PASSAGE TO READ
The (Farm) Show Must Go on for Pennsylvania’s Young Farmers!

By Senator Elder Vogel, Jr
Chairman, Senate Agriculture & Rural Affairs Committee

Last week the state Department of Agriculture made a surprising announcement that shocked and disappointed farming families across the state when it announced plans to shut down the Pennsylvania Farm Show for 2021.

Instead of hosting a live event, one that brings together hundreds of Pennsylvania farmers and draws thousands of spectators and patrons, the 2021 edition is now set to be held virtually. I know that as a farmer I might be a bit biased, but there is a huge difference between looking at pictures of cattle and the sensory experience of walking through the livestock barns at the Farm Show.

In a press release, Agriculture Secretary Russell Redding said: “There are times in the life of a farmer when the risks are too great or uncertain, requiring farmers to make the tough decision to leave a field fallow. To protect our assets – both our people and our resources – from incalculable losses, we have made the tough decision to take a year to lie in fallow.”

He’s right, farmers do have to make tough decisions and they face tough situations like droughts, blizzards, animal and crop diseases and so much more. It’s a good bet that if given the chance they could make a smart decision on whether they would feel safe at the Farm Show Complex – especially if attendance was strictly limited and proper COVID-19 precautions were in place.

One other vitally important aspect of the Farm Show is the role it plays in the lives of the hundreds of young farmers who have spent the previous year, or perhaps multiple years, preparing to show – and sell — their steer, hog, lamb or goat at the event.

Currently, the Department of Agriculture’s position is that there will be no in-person events or competitions at the 2021 Farm Show in order to mitigate the spread of COVID-19. No doubt the pandemic is serious, but I would suggest that the danger is not in the shows, but rather would be in the large number of visitors that normally attend the Farm Show.

I can understand the need to close the event to participants only, but I strongly believe our young farmers must be given the opportunity to show their livestock. Pennsylvania has taken major steps to restore a sense of normalcy to the lives of our youth, especially in the areas of education and scholastic sports. There is no reason why we cannot extend those same efforts to support our young farmers.

TASK LIST
**1)** Duplicate the part of the Farm Show column that opens with the words containing "The (Farm) Show" and closes with "Show for 2021.".
**2)** Which animals does the Farm Show column say young farmers prepare to show and sell at the event?
**3)** Please write the next part of the Farm Show column, picking up after its final sentence.

PROVIDED DATA

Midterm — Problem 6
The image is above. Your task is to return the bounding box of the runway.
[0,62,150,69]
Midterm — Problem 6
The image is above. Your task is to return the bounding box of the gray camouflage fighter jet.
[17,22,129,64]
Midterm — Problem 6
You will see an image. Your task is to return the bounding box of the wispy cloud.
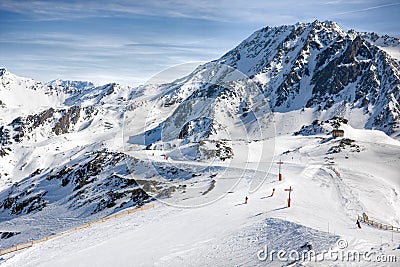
[0,0,400,84]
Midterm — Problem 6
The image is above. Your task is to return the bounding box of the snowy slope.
[0,21,400,266]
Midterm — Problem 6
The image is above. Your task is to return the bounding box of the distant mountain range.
[0,21,400,250]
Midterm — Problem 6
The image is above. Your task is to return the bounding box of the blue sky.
[0,0,400,85]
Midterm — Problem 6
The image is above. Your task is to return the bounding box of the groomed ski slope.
[0,126,400,266]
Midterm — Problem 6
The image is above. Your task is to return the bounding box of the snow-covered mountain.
[218,21,400,136]
[0,21,400,264]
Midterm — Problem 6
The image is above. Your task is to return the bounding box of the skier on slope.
[356,219,361,228]
[270,188,275,197]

SOLVED TASKS
**1)**
The (Farm) Show Must Go on for Pennsylvania’s Young Farmers!

By Senator Elder Vogel, Jr
Chairman, Senate Agriculture & Rural Affairs Committee

Last week the state Department of Agriculture made a surprising announcement that shocked and disappointed farming families across the state when it announced plans to shut down the Pennsylvania Farm Show for 2021.

**2)** Steer, hog, lamb, goat

**3)**
These young people have spent countless hours working with their animals. They must do so even as they attend school and participate in other activities. Caring for farm livestock goes well beyond the demands of those required for a domestic pet, such as a dog and a cat.  It requires intense dedication and commitment.

The Farm Show is the one opportunity they have to compete against their peers and receive the recognition they deserve for their hard work. And, just as important, it provides an opportunity for them to sell these animals. In 2019, sales from the Junior Market Livestock Show topped more than $307,000. An additional $3,500 was given out in Pennsylvania Farm Show Scholarships. The scholarships and the proceeds from livestock sales at the Farm Show are essential for these young men and women, especially those saving for tuition to attend one of our great universities or colleges.

Recognizing the importance of the show for these farmers, I am preparing a proposal for Junior Market Livestock Show that I am planning to release and send to the Department of Agriculture for consideration soon.

Under my plan, the events and sales would be held over several days, limited to steers, hogs, goats and lambs, and would capitalize on the many open spaces available at the Farm Show Complex. These steps would provide protection from COVID-19 spread, while giving our young farmers the opportunity to display and sell their livestock.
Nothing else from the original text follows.